Object position labeling rows:
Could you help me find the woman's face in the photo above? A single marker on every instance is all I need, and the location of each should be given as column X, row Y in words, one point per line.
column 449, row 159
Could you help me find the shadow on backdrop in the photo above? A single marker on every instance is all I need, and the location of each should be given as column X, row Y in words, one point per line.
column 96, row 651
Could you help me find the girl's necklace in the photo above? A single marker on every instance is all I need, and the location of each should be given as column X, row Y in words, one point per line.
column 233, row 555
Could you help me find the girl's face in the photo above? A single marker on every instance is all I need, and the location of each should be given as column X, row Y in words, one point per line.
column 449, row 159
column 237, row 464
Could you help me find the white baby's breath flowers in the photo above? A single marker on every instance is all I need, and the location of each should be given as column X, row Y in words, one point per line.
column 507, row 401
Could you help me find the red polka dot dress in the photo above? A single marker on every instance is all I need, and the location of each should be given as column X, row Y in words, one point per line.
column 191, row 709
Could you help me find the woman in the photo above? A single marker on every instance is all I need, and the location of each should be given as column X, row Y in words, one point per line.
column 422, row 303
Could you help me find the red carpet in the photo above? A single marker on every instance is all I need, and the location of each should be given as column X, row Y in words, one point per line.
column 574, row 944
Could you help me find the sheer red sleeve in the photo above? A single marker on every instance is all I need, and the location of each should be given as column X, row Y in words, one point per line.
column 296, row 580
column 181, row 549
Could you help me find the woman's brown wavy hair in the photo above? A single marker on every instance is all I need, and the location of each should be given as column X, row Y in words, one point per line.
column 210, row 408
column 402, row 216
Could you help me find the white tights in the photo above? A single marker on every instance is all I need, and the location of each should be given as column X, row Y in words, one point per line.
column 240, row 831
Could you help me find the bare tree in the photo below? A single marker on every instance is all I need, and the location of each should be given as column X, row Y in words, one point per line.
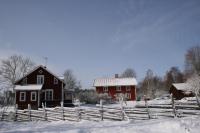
column 151, row 85
column 192, row 60
column 128, row 73
column 194, row 84
column 174, row 75
column 13, row 68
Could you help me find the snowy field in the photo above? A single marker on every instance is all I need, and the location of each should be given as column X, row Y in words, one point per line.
column 186, row 125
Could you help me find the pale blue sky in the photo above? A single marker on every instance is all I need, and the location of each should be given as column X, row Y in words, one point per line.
column 97, row 38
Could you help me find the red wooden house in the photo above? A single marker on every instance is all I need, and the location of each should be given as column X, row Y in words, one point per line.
column 117, row 86
column 40, row 86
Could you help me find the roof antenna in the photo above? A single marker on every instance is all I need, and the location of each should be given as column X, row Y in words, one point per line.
column 46, row 60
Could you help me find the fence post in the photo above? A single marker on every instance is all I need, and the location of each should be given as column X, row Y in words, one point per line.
column 147, row 108
column 101, row 109
column 173, row 106
column 16, row 109
column 122, row 107
column 62, row 108
column 44, row 111
column 29, row 112
column 2, row 115
column 78, row 113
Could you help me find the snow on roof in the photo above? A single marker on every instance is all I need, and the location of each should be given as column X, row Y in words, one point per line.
column 114, row 82
column 45, row 68
column 28, row 87
column 181, row 86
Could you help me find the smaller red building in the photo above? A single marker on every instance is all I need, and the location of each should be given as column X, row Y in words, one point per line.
column 117, row 86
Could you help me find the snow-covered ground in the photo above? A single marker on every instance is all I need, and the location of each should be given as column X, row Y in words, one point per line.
column 186, row 125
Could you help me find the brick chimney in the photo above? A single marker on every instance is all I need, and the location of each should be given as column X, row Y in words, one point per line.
column 116, row 76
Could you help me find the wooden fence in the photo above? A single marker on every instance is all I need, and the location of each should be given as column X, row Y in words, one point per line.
column 139, row 112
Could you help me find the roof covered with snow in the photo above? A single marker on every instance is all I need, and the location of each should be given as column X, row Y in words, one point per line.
column 45, row 68
column 28, row 87
column 114, row 82
column 181, row 86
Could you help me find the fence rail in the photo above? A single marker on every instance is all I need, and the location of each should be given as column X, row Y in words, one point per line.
column 139, row 112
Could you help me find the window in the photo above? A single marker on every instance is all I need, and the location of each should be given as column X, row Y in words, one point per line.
column 105, row 89
column 22, row 96
column 128, row 95
column 49, row 94
column 128, row 88
column 40, row 79
column 118, row 88
column 55, row 80
column 40, row 71
column 33, row 96
column 24, row 81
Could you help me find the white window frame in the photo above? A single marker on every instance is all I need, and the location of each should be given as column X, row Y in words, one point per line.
column 128, row 95
column 46, row 94
column 39, row 77
column 118, row 88
column 20, row 96
column 55, row 80
column 105, row 89
column 40, row 71
column 35, row 93
column 128, row 88
column 24, row 81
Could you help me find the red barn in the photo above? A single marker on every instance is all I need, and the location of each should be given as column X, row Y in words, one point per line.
column 116, row 86
column 40, row 86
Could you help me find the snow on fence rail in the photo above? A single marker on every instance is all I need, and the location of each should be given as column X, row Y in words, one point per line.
column 139, row 112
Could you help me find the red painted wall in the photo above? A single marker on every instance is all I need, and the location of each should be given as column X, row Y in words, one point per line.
column 112, row 91
column 48, row 84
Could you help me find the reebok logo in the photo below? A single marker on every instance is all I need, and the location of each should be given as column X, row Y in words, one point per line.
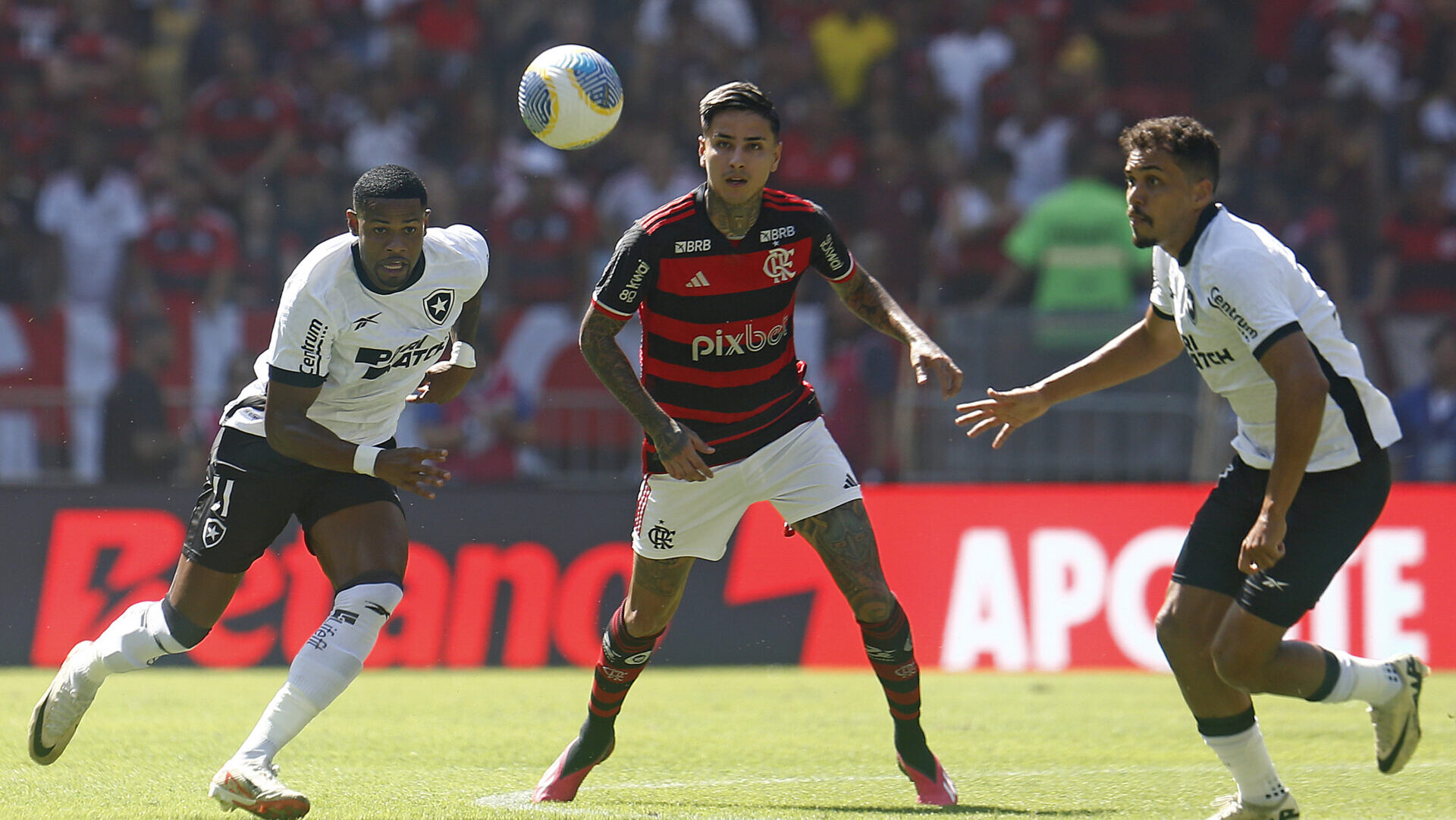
column 660, row 536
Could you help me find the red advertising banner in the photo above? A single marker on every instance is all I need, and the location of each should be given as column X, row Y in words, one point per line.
column 1008, row 577
column 1050, row 577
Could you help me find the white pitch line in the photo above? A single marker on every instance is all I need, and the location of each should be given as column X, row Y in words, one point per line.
column 523, row 799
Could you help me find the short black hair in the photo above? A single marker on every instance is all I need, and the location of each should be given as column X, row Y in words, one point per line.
column 1184, row 137
column 389, row 182
column 737, row 96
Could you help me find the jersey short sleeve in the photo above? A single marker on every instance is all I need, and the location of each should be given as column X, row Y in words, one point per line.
column 629, row 275
column 303, row 340
column 1163, row 293
column 832, row 256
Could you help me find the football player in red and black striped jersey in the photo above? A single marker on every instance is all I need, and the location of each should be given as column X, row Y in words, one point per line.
column 730, row 419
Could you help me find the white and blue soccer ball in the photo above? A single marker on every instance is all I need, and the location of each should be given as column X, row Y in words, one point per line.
column 571, row 96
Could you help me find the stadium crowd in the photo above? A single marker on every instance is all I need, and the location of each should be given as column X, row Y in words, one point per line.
column 168, row 162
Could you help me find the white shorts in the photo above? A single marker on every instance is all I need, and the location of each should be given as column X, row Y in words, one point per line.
column 802, row 473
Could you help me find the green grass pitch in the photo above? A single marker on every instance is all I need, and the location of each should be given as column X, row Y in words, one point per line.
column 755, row 743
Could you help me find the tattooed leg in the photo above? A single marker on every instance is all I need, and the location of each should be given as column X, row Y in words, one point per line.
column 654, row 593
column 846, row 544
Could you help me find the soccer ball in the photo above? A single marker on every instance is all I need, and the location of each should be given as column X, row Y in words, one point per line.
column 571, row 96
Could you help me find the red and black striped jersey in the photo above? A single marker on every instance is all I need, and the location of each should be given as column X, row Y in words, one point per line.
column 718, row 316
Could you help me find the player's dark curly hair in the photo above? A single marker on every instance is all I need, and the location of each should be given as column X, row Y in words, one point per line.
column 742, row 96
column 389, row 182
column 1184, row 137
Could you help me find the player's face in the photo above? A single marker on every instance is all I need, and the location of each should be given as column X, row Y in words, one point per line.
column 1163, row 201
column 739, row 153
column 392, row 237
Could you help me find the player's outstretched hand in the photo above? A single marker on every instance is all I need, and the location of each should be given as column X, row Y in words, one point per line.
column 1264, row 545
column 679, row 449
column 928, row 357
column 1008, row 410
column 410, row 468
column 441, row 383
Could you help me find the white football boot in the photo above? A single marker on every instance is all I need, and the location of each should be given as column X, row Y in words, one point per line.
column 55, row 717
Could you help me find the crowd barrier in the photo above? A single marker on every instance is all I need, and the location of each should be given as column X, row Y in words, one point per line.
column 993, row 577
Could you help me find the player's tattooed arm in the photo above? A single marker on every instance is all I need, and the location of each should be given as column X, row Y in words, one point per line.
column 676, row 445
column 868, row 299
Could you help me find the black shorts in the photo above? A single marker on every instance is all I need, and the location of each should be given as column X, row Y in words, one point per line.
column 253, row 492
column 1329, row 517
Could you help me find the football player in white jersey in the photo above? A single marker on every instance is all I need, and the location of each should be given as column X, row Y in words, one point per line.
column 369, row 321
column 1308, row 481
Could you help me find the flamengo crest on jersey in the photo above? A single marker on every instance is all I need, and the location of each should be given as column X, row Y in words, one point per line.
column 718, row 315
column 1239, row 291
column 367, row 350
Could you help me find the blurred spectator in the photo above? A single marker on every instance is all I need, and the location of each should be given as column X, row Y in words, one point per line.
column 848, row 41
column 542, row 234
column 487, row 429
column 30, row 130
column 187, row 259
column 973, row 218
column 1365, row 57
column 924, row 126
column 140, row 446
column 93, row 212
column 903, row 196
column 242, row 124
column 384, row 133
column 963, row 60
column 1152, row 53
column 655, row 175
column 1436, row 128
column 1417, row 272
column 1427, row 414
column 187, row 269
column 22, row 270
column 827, row 161
column 1037, row 142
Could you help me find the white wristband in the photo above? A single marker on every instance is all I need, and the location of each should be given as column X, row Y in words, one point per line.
column 364, row 457
column 462, row 354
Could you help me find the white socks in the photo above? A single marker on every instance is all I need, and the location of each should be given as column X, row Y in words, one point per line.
column 1363, row 679
column 1248, row 761
column 137, row 638
column 325, row 666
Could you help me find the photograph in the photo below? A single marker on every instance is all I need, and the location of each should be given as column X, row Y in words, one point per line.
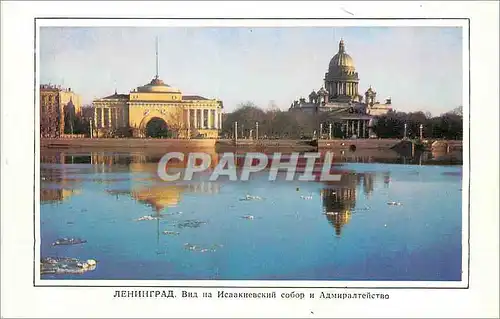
column 268, row 153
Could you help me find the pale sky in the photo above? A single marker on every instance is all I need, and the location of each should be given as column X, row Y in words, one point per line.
column 421, row 68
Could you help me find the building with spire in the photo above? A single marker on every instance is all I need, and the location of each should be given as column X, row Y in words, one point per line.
column 156, row 110
column 350, row 112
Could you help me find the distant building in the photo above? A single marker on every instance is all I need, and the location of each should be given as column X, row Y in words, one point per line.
column 340, row 97
column 157, row 108
column 57, row 107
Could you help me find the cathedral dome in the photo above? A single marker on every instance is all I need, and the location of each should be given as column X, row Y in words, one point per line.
column 341, row 60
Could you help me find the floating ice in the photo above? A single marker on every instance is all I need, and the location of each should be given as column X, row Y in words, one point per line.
column 394, row 203
column 201, row 249
column 170, row 232
column 147, row 217
column 251, row 197
column 66, row 265
column 68, row 241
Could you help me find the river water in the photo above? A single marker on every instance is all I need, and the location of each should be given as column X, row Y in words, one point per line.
column 257, row 229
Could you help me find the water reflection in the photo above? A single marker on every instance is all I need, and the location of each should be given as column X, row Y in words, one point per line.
column 57, row 195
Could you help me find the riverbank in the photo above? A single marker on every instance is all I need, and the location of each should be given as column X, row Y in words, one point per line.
column 125, row 143
column 247, row 145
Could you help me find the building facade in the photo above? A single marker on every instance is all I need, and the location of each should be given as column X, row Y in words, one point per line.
column 157, row 110
column 350, row 113
column 58, row 109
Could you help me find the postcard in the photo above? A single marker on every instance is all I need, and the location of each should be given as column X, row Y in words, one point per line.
column 216, row 161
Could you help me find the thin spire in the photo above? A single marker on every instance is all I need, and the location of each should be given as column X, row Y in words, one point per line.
column 341, row 45
column 157, row 61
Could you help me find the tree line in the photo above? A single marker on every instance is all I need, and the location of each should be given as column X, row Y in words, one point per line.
column 275, row 123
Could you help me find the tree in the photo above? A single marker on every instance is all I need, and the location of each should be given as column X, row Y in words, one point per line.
column 177, row 122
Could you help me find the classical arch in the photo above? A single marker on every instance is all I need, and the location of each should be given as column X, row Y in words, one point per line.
column 156, row 127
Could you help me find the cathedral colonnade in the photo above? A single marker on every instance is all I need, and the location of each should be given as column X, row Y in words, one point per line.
column 359, row 127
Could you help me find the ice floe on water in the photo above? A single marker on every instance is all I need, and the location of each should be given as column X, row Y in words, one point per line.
column 394, row 203
column 188, row 223
column 202, row 249
column 147, row 217
column 170, row 232
column 68, row 241
column 66, row 265
column 250, row 197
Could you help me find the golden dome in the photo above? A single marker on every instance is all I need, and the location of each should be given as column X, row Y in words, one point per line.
column 157, row 86
column 341, row 59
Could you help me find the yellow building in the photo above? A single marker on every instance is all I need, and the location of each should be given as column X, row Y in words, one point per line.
column 157, row 110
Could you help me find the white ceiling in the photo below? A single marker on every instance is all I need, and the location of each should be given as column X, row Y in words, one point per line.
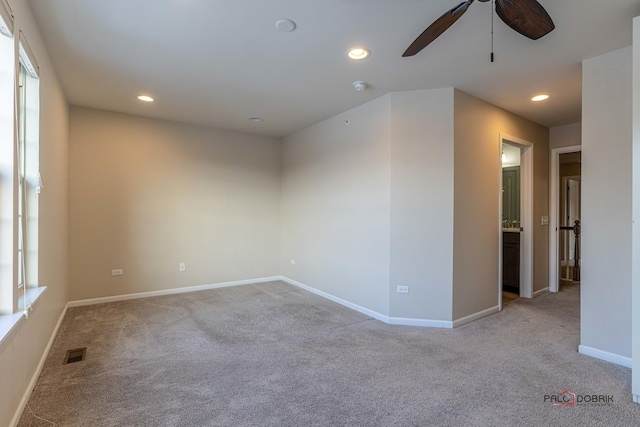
column 219, row 62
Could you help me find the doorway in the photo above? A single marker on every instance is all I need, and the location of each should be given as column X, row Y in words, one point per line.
column 515, row 272
column 564, row 251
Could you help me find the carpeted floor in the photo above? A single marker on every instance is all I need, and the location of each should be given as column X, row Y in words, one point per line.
column 274, row 355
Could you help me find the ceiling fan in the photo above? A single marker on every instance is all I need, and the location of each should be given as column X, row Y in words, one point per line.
column 527, row 17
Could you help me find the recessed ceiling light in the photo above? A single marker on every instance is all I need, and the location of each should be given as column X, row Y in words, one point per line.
column 285, row 25
column 539, row 98
column 358, row 53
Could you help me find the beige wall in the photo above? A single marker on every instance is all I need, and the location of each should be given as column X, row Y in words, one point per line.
column 21, row 353
column 335, row 206
column 476, row 204
column 422, row 204
column 636, row 213
column 565, row 136
column 606, row 244
column 146, row 195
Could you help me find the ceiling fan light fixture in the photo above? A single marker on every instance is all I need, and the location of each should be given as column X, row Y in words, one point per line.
column 541, row 97
column 358, row 53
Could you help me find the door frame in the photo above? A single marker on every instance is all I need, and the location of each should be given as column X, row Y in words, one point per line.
column 526, row 215
column 554, row 210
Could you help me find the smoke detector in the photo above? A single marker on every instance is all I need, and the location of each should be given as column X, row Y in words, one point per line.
column 360, row 85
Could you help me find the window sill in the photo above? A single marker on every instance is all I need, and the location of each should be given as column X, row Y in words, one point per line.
column 9, row 322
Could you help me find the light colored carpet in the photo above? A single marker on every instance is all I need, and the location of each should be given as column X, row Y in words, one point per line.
column 274, row 355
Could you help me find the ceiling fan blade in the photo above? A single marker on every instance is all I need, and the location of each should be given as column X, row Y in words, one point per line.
column 438, row 27
column 527, row 17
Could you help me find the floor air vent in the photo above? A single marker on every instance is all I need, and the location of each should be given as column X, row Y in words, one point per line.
column 75, row 355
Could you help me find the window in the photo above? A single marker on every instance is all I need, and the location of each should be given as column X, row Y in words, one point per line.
column 28, row 176
column 19, row 169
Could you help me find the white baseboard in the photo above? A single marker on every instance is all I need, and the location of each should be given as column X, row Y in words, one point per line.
column 381, row 317
column 425, row 323
column 340, row 301
column 92, row 301
column 605, row 355
column 541, row 292
column 36, row 374
column 475, row 316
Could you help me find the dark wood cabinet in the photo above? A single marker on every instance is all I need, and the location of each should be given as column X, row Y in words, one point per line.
column 511, row 261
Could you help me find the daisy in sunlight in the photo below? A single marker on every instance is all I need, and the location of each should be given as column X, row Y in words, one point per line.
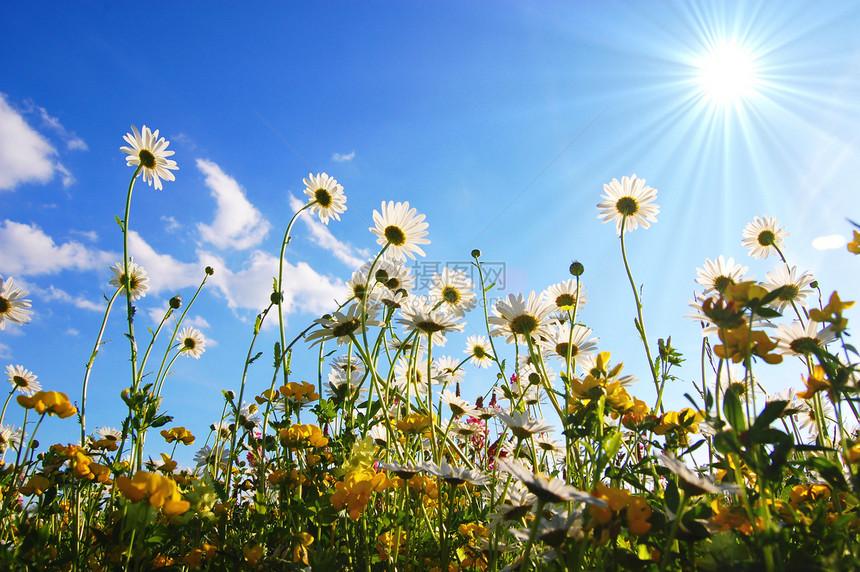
column 629, row 203
column 326, row 196
column 150, row 153
column 401, row 228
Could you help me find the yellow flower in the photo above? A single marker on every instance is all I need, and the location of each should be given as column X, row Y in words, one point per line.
column 35, row 486
column 300, row 549
column 832, row 313
column 303, row 392
column 161, row 492
column 854, row 245
column 815, row 383
column 51, row 402
column 740, row 343
column 180, row 434
column 300, row 435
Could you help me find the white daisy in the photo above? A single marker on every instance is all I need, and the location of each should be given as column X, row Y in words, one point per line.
column 763, row 235
column 454, row 291
column 517, row 316
column 564, row 296
column 629, row 202
column 139, row 283
column 23, row 380
column 192, row 342
column 401, row 228
column 418, row 315
column 718, row 274
column 522, row 426
column 547, row 489
column 797, row 339
column 480, row 350
column 563, row 343
column 340, row 326
column 148, row 151
column 326, row 196
column 457, row 405
column 794, row 287
column 13, row 306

Exercise requirements: Print again, unchanged, the lines of the rows above that begin with the line containing "Could you help me find the football player in red" and continue through the line containing "column 755, row 743", including both of those lines.

Right answer:
Could you help me find the football player in red and black striped jersey in the photo above? A single marker on every instance is all I need, and the location of each should be given as column X, row Y in words, one point per line.
column 730, row 419
Could you help me find the white and blue soccer ball in the photo above? A single marker on every instance is all I need, and the location of each should be given as column X, row Y in words, one point per line.
column 571, row 96
Could you help me find the stadium crowd in the photo above? A single marker on every instance is all I need, and the location of each should be given as column X, row Y in words, one point per line.
column 168, row 162
Could you help me find the white shorts in the photo above? A single marker on every instance is all I need, and the location of each should be given as column X, row Y in words, one point per line.
column 802, row 473
Could you help me find the green grass pitch in the photo above? A single marker on every instance is all I need, and the location of each should be given as column X, row Y in words, one point per line.
column 755, row 743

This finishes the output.